▶ _Consigne 1_:
Résumez en deux phrases l'article sur les vaccins à ARNm.
▶ _Consigne 2_:
Veuillez modifier l'article sur les vaccins à ARNm en reprenant tout le passage depuis "Il faut croire" jusqu'à "date de 2000.", avec "souris" remplacé par "rongeurs".

▶ _Texte extrait_:

Les vaccins à ARNm sont-ils vraiment utilisés depuis 20 ans par les vétérinaires ?

L’affirmation : «Après discussion avec des vétérinaires, il semblerait que les vaccins à ARN-messager [ndlr : comme ceux de Pfizer et de Moderna contre la COVID] sont utilisés en médecine vétérinaire depuis près de 20 ans — si ce n’est pas plus ! Êtes-vous en mesure de confirmer cette affirmation ?», demande Jean-David Bourque.


Les faits

Il faut croire qu’il y a eu une certaine confusion autour de la notion d’«utilisation en médecine vétérinaire» parce que non, ces vaccins-là n’ont pas un historique d’«utilisation» aussi long que ça. «J’imagine qu’il y a eu beaucoup d’essais sur des animaux, mais ce n’est pas la même chose qu’une utilisation en médecine vétérinaire», dit Denis Archambault, lui-même vétérinaire et chercheur en immunologie et virologie animale à l’Université de Montréal.

La «preuve de concept» théorique des vaccins à ARNm remonte à environ 1990, quand des chercheurs américains ont injecté un mélange d’ARNm et de lipides dans des animaux et ont réalisé qu’ils pouvaient ainsi leur faire produire (un peu) de la protéine codée dans l’ARNm. Et la première fois que l’on est parvenu à obtenir une réponse immunitaire (chez des souris) grâce à de l’ARNm date de 2000.

Mais il a fallu beaucoup, beaucoup de temps avant de maîtriser la technique suffisamment bien pour en faire des vaccins fiables, lisait-on récemment dans un historique de ces vaccins publié dans Nature. Un des principaux problèmes était que l’ARNm est très instable quand on l’injecte dans un organisme — il est attaqué et dégradé très rapidement. Pour cette raison, pendant les années 1990 et une partie des années 2000, les vaccins à ARNm étaient surtout vus comme des traitements potentiels contre le cancer (en injectant de l’ARNm contenant des informations pour assembler des protéines qui sont exprimées par des cellules cancéreuses, on espérait amener le système immunitaire à s’attaquer aux tumeurs), et non comme un moyen d’immuniser contre des maladies infectieuses. Et cela valait pour les usages en médecine tant humaine qu’animale.

▶ _Données brutes_:
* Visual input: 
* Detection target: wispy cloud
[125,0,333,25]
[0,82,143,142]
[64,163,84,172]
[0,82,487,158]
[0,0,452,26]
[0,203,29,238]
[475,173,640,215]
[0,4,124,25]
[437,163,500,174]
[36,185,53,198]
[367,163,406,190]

▶ _Réponse 1_:
Contrairement à l'affirmation rapportée, les vaccins à ARNm n'ont pas un historique d'utilisation en médecine vétérinaire aussi long que 20 ans, et le vétérinaire Denis Archambault précise que des essais sur des animaux ne sont pas la même chose qu'une utilisation vétérinaire. La preuve de concept remonte à environ 1990 et la première réponse immunitaire obtenue grâce à l'ARNm, chez des souris, date de 2000, mais l'instabilité de l'ARNm dans l'organisme a longtemps retardé la mise au point de vaccins fiables.

▶ _Réponse 2_:
Il faut croire qu’il y a eu une certaine confusion autour de la notion d’«utilisation en médecine vétérinaire» parce que non, ces vaccins-là n’ont pas un historique d’«utilisation» aussi long que ça. «J’imagine qu’il y a eu beaucoup d’essais sur des animaux, mais ce n’est pas la même chose qu’une utilisation en médecine vétérinaire», dit Denis Archambault, lui-même vétérinaire et chercheur en immunologie et virologie animale à l’Université de Montréal.

La «preuve de concept» théorique des vaccins à ARNm remonte à environ 1990, quand des chercheurs américains ont injecté un mélange d’ARNm et de lipides dans des animaux et ont réalisé qu’ils pouvaient ainsi leur faire produire (un peu) de la protéine codée dans l’ARNm. Et la première fois que l’on est parvenu à obtenir une réponse immunitaire (chez des rongeurs) grâce à de l’ARNm date de 2000.